▸ **Set task**:
Reproduce the following lines from the records verbatim, starting at the line that contains "Could you please indicate the fork" and ending after the line that contains "Could you please indicate the small".

(Point labeling examples)
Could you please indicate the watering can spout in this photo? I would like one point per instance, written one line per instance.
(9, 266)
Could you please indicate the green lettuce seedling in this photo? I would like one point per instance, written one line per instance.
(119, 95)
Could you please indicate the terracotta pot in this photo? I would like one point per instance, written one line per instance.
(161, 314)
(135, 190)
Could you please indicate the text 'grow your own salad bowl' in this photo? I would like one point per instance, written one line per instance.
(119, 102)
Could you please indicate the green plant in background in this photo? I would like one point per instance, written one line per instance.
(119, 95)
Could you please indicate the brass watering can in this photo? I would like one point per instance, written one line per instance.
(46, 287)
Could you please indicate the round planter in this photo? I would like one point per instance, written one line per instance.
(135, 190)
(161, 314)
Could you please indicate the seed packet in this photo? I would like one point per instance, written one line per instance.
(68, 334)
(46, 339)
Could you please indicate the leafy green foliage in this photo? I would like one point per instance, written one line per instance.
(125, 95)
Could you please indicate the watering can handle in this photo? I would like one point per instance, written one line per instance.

...

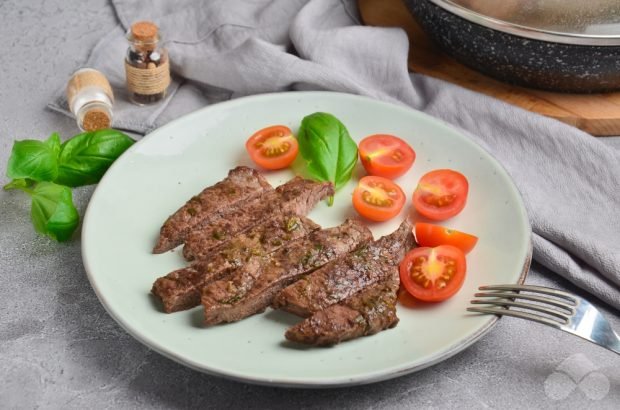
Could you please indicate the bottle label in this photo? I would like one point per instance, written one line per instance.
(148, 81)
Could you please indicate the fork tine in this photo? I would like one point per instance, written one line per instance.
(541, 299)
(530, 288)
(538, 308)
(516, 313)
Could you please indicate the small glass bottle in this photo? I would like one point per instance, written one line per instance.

==

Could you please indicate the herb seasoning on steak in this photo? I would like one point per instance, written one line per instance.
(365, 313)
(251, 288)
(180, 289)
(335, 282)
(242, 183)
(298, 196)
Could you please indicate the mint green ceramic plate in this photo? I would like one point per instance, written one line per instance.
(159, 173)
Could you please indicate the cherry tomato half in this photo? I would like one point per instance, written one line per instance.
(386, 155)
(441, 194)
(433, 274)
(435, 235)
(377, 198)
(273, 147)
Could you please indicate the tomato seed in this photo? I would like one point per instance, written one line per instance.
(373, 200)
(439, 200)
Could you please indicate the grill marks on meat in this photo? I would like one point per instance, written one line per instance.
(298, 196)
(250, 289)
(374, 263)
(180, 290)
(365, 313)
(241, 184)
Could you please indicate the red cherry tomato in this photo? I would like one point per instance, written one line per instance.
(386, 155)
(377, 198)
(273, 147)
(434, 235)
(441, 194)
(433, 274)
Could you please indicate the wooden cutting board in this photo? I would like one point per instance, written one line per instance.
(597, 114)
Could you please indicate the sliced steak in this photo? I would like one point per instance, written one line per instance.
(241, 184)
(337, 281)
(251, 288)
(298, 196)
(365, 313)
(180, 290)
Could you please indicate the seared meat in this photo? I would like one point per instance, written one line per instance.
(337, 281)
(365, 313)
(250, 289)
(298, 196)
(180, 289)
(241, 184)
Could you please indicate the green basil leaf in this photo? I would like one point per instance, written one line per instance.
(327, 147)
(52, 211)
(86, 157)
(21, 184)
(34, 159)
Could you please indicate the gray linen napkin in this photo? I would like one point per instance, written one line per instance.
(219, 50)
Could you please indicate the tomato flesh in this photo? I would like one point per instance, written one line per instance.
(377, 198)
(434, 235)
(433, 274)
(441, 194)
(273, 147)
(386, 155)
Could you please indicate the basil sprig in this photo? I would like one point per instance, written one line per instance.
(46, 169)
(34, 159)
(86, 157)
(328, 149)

▸ **Final result**:
Could you please indicate the fork tine in this photo? I would like one point per instance, written one line per instance.
(541, 299)
(530, 288)
(538, 308)
(516, 313)
Could you please indicate the small glass bottle in this photo? I would like one point per instance, written one line per instance.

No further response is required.